Content starts

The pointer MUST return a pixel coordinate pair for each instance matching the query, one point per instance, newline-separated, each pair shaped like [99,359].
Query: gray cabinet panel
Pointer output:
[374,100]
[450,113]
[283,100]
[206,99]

Content ends

**Brief**: Each line must be given again exactly as written above.

**Exercise output**:
The pointer MUST return a pixel coordinate pair for each instance matching the query, one point per instance, newline-separated, each pair shaped like [99,359].
Query: gray cabinet panel
Pointer output:
[374,100]
[450,113]
[283,100]
[206,99]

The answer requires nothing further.